Required task:
Emit the entire listing verbatim.

——————

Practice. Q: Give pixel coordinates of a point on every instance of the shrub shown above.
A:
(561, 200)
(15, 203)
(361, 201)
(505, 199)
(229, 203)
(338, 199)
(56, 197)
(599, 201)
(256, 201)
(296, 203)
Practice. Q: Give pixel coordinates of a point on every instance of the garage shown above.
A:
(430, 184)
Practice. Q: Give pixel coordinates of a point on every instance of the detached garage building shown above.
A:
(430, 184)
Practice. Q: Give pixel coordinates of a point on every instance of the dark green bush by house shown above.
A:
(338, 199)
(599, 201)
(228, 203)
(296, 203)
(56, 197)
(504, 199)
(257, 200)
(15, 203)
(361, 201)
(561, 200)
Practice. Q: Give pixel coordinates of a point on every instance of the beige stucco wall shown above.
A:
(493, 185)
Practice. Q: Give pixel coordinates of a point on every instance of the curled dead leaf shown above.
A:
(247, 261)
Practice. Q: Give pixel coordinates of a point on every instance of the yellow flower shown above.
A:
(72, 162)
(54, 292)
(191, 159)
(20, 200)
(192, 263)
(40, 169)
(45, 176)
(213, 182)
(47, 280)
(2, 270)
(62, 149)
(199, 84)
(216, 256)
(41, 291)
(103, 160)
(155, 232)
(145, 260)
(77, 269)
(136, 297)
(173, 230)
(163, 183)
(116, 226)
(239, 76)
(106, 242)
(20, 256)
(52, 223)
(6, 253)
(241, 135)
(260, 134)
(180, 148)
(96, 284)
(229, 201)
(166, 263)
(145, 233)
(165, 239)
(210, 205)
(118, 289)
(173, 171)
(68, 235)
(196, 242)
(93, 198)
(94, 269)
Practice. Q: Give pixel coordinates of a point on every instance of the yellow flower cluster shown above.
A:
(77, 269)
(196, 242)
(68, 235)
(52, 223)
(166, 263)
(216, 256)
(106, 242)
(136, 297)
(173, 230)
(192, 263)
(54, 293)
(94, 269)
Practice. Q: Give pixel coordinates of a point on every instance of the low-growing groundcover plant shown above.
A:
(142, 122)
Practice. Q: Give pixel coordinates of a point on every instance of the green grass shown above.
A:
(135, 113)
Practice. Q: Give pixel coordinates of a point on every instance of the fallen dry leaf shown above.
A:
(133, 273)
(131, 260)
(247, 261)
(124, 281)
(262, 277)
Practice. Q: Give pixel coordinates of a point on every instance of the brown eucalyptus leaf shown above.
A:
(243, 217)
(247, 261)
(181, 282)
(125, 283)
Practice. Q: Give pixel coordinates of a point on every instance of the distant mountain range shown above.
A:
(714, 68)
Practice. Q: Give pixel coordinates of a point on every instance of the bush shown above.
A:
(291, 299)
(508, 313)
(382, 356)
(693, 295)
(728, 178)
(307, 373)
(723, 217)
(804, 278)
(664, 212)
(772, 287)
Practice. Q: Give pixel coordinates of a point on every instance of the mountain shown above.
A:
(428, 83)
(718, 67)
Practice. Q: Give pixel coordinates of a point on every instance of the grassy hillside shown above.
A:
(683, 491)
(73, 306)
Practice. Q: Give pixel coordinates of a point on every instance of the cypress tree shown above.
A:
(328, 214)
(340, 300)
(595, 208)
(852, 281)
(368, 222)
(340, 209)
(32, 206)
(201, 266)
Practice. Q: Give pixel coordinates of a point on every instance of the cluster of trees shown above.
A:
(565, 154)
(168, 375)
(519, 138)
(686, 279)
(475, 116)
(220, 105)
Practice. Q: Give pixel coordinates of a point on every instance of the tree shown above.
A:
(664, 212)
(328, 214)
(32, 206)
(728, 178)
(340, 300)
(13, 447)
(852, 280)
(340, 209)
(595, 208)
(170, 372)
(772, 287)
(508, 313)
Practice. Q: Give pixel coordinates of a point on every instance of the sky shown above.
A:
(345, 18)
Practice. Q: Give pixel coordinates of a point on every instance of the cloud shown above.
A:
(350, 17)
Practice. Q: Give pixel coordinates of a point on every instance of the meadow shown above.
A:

——————

Exercise result:
Practice. Q: Give pixel coordinates of a point on every instance of the shrub shown above.
A:
(561, 200)
(15, 203)
(361, 201)
(505, 199)
(229, 203)
(338, 199)
(56, 197)
(599, 201)
(256, 201)
(296, 203)
Practice. Q: Give pixel coordinates of a point on every instance of the garage shown above.
A:
(430, 184)
Practice. Q: Give pixel coordinates of a point on every instance of the detached garage building shown above.
A:
(430, 184)
Practice. Q: Give pixel coordinates of a point on every instance of the dark green bush by house shown above.
A:
(338, 199)
(599, 201)
(228, 203)
(296, 203)
(56, 197)
(504, 199)
(257, 200)
(15, 203)
(361, 201)
(561, 200)
Practice. Q: Give pixel coordinates of a point on every instance of the beige stucco wall shown above.
A:
(493, 185)
Practice. Q: Give pixel coordinates of a point on every instance of the curled dead leaf shown above.
A:
(247, 261)
Practice. Q: Give pixel coordinates of a point on every instance of the yellow flower shown above.
A:
(72, 162)
(54, 292)
(191, 159)
(20, 200)
(192, 263)
(40, 169)
(45, 176)
(213, 182)
(47, 280)
(2, 270)
(62, 149)
(199, 84)
(216, 256)
(41, 291)
(103, 160)
(155, 232)
(145, 260)
(77, 269)
(136, 297)
(173, 230)
(163, 183)
(116, 226)
(239, 76)
(106, 242)
(20, 256)
(52, 223)
(6, 253)
(241, 135)
(260, 134)
(180, 148)
(96, 284)
(229, 201)
(166, 263)
(145, 233)
(165, 239)
(210, 205)
(118, 289)
(173, 171)
(68, 235)
(196, 242)
(93, 198)
(94, 269)
Practice. Q: Give pixel coordinates of a point on every instance of the yellow flower cluster shown above.
A:
(77, 269)
(196, 242)
(68, 235)
(52, 223)
(166, 263)
(216, 256)
(106, 242)
(136, 297)
(173, 230)
(192, 263)
(54, 293)
(94, 269)
Practice. Q: Give pixel coordinates of a point on every instance of the low-growing groundcover plant shown above.
A:
(142, 122)
Practice. Q: Give pixel coordinates of a point on every instance of the green grass shown above.
A:
(135, 113)
Practice. Q: Give pixel coordinates of a point on every instance of the fallen dry leaf shown above.
A:
(133, 273)
(131, 260)
(247, 261)
(124, 281)
(262, 277)
Practice. Q: Give pixel coordinates of a point on every instance of the brown eucalyptus leaf shown above.
A:
(243, 217)
(247, 261)
(181, 282)
(125, 283)
Practice. Q: Give pixel coordinates of a point on every instance of the distant mountain range shown above.
A:
(714, 68)
Practice. Q: Give pixel coordinates of a point on every instance of the bush shown above.
A:
(291, 299)
(508, 313)
(382, 356)
(693, 295)
(728, 178)
(307, 373)
(723, 217)
(804, 278)
(664, 212)
(772, 287)
Practice. Q: Give pixel coordinates of a point on every instance of the mountain shown above.
A:
(428, 83)
(718, 67)
Practice. Q: Give pixel coordinates of a point on every instance of the grassy hillside shown above.
A:
(683, 491)
(73, 306)
Practice. Q: Give pixel coordinates of a point on every instance of the cypress tree shown above.
A:
(328, 214)
(340, 300)
(595, 208)
(852, 281)
(368, 222)
(340, 209)
(32, 206)
(201, 266)
Practice. Q: Give pixel coordinates of a point on every instance of the cluster of trees shown above.
A:
(565, 154)
(168, 375)
(519, 138)
(686, 279)
(475, 116)
(220, 105)
Practice. Q: Give pixel coordinates of a point on every instance of the tree shown above.
A:
(664, 212)
(328, 214)
(32, 206)
(728, 178)
(340, 300)
(13, 447)
(852, 280)
(340, 209)
(595, 208)
(170, 372)
(772, 287)
(508, 313)
Practice. Q: Give pixel coordinates of a point on every instance of the sky shown above.
A:
(345, 18)
Practice. Q: Give pixel coordinates of a point on every instance of the cloud shown above.
A:
(350, 17)
Practice. Q: Give pixel coordinates of a point on every instance of the meadow shown above.
A:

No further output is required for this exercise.